Task details: Please format all of the material below as a numbered list, dropping any blank lines and leaving the pictures out of your answer.

Records from a collection
◇ ◇ ◇ ◇
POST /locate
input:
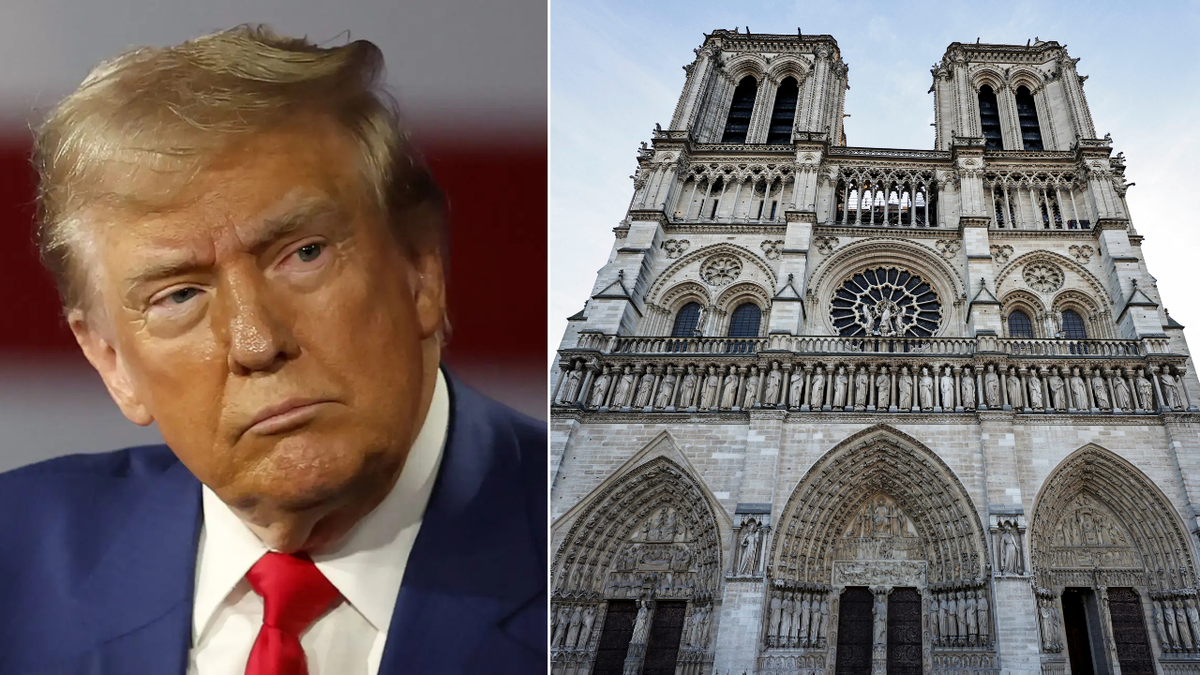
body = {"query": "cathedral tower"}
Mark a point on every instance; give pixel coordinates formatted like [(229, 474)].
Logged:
[(858, 410)]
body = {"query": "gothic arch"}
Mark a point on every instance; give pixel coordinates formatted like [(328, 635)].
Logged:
[(880, 459), (755, 269), (886, 251), (612, 524), (1162, 559)]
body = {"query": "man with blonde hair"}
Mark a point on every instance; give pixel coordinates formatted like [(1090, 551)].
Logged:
[(251, 255)]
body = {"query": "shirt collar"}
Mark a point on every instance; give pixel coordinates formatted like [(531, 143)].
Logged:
[(366, 567)]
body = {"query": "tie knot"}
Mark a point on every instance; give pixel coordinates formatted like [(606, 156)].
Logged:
[(294, 591)]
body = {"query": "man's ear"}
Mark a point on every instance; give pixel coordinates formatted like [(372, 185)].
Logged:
[(430, 293), (100, 352)]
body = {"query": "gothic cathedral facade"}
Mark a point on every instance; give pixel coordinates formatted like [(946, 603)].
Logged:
[(838, 410)]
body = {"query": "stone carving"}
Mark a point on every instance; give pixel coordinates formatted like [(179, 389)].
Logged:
[(600, 388), (751, 396), (969, 390), (645, 389), (991, 387), (862, 388), (886, 302), (1170, 390), (571, 387), (1101, 390), (947, 386), (826, 245), (1043, 276), (720, 270), (666, 388), (749, 548), (948, 248), (676, 248), (774, 382), (925, 386)]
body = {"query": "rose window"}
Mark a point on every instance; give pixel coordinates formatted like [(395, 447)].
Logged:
[(887, 302), (720, 270)]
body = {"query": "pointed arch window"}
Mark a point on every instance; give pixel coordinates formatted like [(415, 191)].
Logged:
[(1019, 324), (989, 119), (745, 321), (737, 125), (1073, 326), (783, 115), (1027, 115), (687, 321)]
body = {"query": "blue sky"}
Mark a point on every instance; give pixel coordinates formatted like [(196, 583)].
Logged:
[(617, 69)]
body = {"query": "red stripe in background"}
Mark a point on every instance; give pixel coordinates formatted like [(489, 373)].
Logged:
[(497, 254)]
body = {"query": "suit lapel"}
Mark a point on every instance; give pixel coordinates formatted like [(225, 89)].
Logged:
[(136, 607), (474, 563)]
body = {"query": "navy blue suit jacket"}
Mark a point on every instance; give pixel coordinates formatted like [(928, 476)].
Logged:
[(97, 559)]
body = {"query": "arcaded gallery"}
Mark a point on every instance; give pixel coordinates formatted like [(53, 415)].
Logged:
[(841, 410)]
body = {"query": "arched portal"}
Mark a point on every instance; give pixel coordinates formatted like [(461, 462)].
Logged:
[(882, 533), (1113, 568), (635, 578)]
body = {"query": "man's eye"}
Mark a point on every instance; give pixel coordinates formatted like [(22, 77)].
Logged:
[(310, 252), (183, 296)]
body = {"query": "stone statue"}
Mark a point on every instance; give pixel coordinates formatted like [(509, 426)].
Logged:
[(712, 383), (947, 386), (600, 388), (730, 392), (969, 389), (905, 389), (641, 625), (573, 633), (1014, 389), (1121, 393), (927, 389), (1170, 389), (1145, 390), (774, 384), (991, 387), (882, 390), (1036, 401), (984, 616), (748, 559), (816, 390), (688, 389), (1101, 390), (666, 388), (561, 625), (862, 383), (645, 389), (1079, 389), (797, 389), (840, 383), (1009, 551), (1057, 390), (571, 387), (751, 396)]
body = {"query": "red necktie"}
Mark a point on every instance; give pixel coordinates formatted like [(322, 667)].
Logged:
[(294, 595)]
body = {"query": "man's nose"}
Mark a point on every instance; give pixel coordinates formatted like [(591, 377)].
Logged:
[(259, 333)]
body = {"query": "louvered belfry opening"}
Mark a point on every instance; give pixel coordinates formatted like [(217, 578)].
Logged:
[(737, 125)]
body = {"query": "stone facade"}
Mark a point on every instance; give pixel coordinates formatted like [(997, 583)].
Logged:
[(847, 410)]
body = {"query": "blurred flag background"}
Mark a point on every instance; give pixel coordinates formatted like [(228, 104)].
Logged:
[(471, 77)]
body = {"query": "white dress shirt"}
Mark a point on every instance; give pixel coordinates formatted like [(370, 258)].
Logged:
[(366, 568)]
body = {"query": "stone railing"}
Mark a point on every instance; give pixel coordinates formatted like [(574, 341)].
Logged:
[(809, 374)]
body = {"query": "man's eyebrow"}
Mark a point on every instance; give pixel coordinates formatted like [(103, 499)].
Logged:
[(271, 230)]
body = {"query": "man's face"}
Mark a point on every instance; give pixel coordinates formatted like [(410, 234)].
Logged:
[(282, 339)]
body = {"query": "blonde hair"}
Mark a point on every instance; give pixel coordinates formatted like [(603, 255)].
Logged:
[(161, 113)]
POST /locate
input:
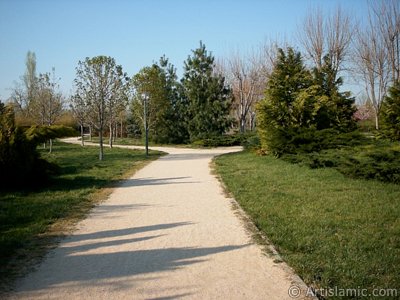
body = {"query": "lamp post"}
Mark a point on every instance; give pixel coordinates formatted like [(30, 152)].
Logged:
[(146, 125)]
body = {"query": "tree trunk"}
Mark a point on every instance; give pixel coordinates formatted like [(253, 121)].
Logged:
[(101, 153), (82, 137), (242, 124), (111, 136)]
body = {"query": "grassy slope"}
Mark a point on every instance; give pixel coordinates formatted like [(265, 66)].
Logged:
[(26, 216), (334, 231)]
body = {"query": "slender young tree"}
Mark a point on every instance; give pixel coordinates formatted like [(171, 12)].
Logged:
[(96, 83)]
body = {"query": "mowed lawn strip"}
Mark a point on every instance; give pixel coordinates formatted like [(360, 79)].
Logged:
[(29, 217), (334, 231)]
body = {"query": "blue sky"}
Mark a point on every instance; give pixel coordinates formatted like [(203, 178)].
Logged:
[(138, 32)]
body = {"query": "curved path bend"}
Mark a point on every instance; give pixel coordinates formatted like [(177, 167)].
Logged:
[(169, 232)]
◇ ◇ ◇ ◇
Output of the exercise:
1. POST /locate
2. input:
3. body = {"query": "cathedral tower"}
4. Mark a point on every instance; give pixel coordinates formatted like [(229, 474)].
5. Logged:
6. [(858, 410)]
7. body = {"query": "gothic arch"}
8. Mark a point on every instance; give pixel coordinates formatted like [(328, 635)].
9. Logged:
10. [(880, 459), (755, 269), (886, 251), (612, 524), (1162, 559)]
11. body = {"query": "man with blonde hair"}
12. Mark a point on every instance; give pixel coordinates formatted like [(1090, 551)].
13. Logged:
14. [(251, 255)]
15. body = {"query": "shirt collar"}
16. Mark a point on every instance; give pixel coordinates formatted like [(531, 143)].
17. Logged:
18. [(366, 567)]
19. body = {"query": "tie knot"}
20. Mark a point on every instance; give pixel coordinates formatted like [(606, 156)].
21. Logged:
22. [(294, 591)]
23. body = {"query": "man's ear"}
24. Mark a point on every instance; give pixel coordinates formatted like [(372, 185)].
25. Logged:
26. [(430, 293), (100, 352)]
27. body = {"query": "gothic cathedral facade"}
28. Mark a point on every instance; give pixel coordinates formatted like [(946, 603)].
29. Logged:
30. [(838, 410)]
31. body = {"query": "stone carving"}
32. Mark a point on every instance; give pixel coordinates formatted like [(179, 389)].
33. Logged:
34. [(600, 388), (751, 396), (969, 390), (645, 389), (991, 387), (862, 388), (886, 302), (1170, 390), (571, 387), (1101, 390), (947, 386), (826, 245), (1043, 276), (720, 270), (666, 388), (749, 548), (948, 248), (676, 248), (774, 382), (925, 386)]
35. body = {"query": "rose window"}
36. Mark a point on every instance; give pixel coordinates formatted like [(395, 447)].
37. Logged:
38. [(887, 302), (720, 270)]
39. body = {"query": "pointed arch window"}
40. Mark a point on every instance; give pixel coordinates formatted like [(415, 191)].
41. Logged:
42. [(1019, 324), (989, 119), (745, 321), (737, 125), (1073, 326), (783, 115), (1027, 115), (687, 321)]
43. body = {"query": "blue sky"}
44. Mark a point on every instance; give pixel coordinates formatted like [(196, 583)].
45. Logged:
46. [(617, 69)]
47. body = {"query": "red stripe in background"}
48. Mark a point on every instance; give pixel coordinates formatted like [(489, 373)].
49. Logged:
50. [(497, 254)]
51. body = {"query": "suit lapel"}
52. Mark a point on every instance; give pixel coordinates formatted like [(225, 89)].
53. Logged:
54. [(136, 607), (474, 563)]
55. body = {"query": "navy blue suit jacket"}
56. Mark a point on every instance; give pixel coordinates formatted like [(928, 476)].
57. Logged:
58. [(97, 559)]
59. body = {"query": "arcaded gallery"}
60. Mark a point on every instance; give pixel coordinates formatted like [(53, 415)].
61. Logged:
62. [(841, 410)]
63. body = {"query": "arched portal"}
64. Mark a point on every instance; give pixel coordinates formatted like [(461, 462)].
65. Logged:
66. [(882, 533), (1113, 568), (635, 578)]
67. body = {"query": "man's eye"}
68. Mark a point on every instance; give pixel coordinates formatted like [(22, 77)].
69. Logged:
70. [(310, 252), (183, 296)]
71. body = {"query": "stone statue"}
72. Mark a point on every instance; give pixel coordinates formatted like [(509, 426)].
73. Logged:
74. [(712, 383), (947, 386), (600, 388), (730, 392), (969, 389), (905, 389), (641, 625), (573, 633), (1014, 389), (1121, 393), (927, 389), (1170, 389), (1145, 390), (774, 384), (991, 387), (882, 390), (1036, 401), (984, 616), (748, 559), (816, 390), (688, 389), (1101, 390), (666, 388), (561, 625), (862, 383), (645, 389), (1079, 389), (797, 389), (840, 383), (1009, 551), (1057, 390), (571, 387), (751, 396)]
75. body = {"query": "red necktie"}
76. Mark a point on every instance; give pixel coordinates formatted like [(322, 667)].
77. Logged:
78. [(294, 595)]
79. body = {"query": "man's nose"}
80. Mark a point on every instance; give pixel coordinates formatted like [(591, 377)].
81. Logged:
82. [(259, 333)]
83. body = {"query": "louvered belfry opening"}
84. Mark a point on every instance; give pixel coordinates formatted like [(217, 578)].
85. Logged:
86. [(737, 125)]
87. body = {"query": "stone facade"}
88. Mark a point on every instance; give pixel coordinates formatted like [(997, 583)].
89. Logged:
90. [(847, 410)]
91. body = {"query": "blurred flag background"}
92. Mark a point on every instance; give pixel coordinates formatted like [(228, 104)].
93. Logged:
94. [(471, 77)]
95. body = {"query": "white dress shirt"}
96. Mark a point on every instance; give pixel coordinates formatted like [(370, 258)].
97. Logged:
98. [(366, 568)]
99. body = {"query": "stone railing"}
100. Mark a point on every instance; give pixel coordinates formatted like [(574, 341)].
101. Logged:
102. [(809, 374)]
103. body = {"query": "man's eyebrow"}
104. Mark a point on every instance; give pixel coordinates formatted like [(103, 499)].
105. Logged:
106. [(271, 230)]
107. body = {"query": "man's face"}
108. Mark a point on every instance; give pixel coordinates formatted like [(410, 234)].
109. Logged:
110. [(282, 339)]
111. body = {"query": "blonde hair"}
112. Mark a point on every instance; give pixel coordinates formatted like [(603, 255)].
113. Logged:
114. [(161, 113)]
115. POST /locate
116. input:
117. body = {"query": "lamp post"}
118. Mark a point on every instance; give pixel coordinates formatted like [(30, 152)].
119. Logged:
120. [(146, 125)]
121. body = {"query": "tree trunk"}
122. Mark a point on every instance; give pixel coordinates formatted like [(253, 121)].
123. Logged:
124. [(101, 153), (82, 137), (242, 124), (111, 136)]
125. body = {"query": "grassy slope"}
126. Mark a point on every instance; give pixel coordinates formatted like [(265, 66)].
127. Logged:
128. [(26, 216), (334, 231)]
129. body = {"query": "slender young tree"}
130. Mark a point on every instance; give pixel coordinates formatted like [(171, 12)].
131. Logged:
132. [(96, 83)]
133. body = {"query": "mowed lawn strip"}
134. Mark a point on every instance; give pixel coordinates formatted like [(360, 79)].
135. Logged:
136. [(29, 217), (334, 231)]
137. body = {"query": "blue sky"}
138. Mark a point on every instance; give pixel coordinates formatted like [(203, 178)].
139. Logged:
140. [(138, 32)]
141. body = {"query": "curved path bend"}
142. Mark a point on every instance; give pixel coordinates formatted like [(177, 167)].
143. Logged:
144. [(169, 232)]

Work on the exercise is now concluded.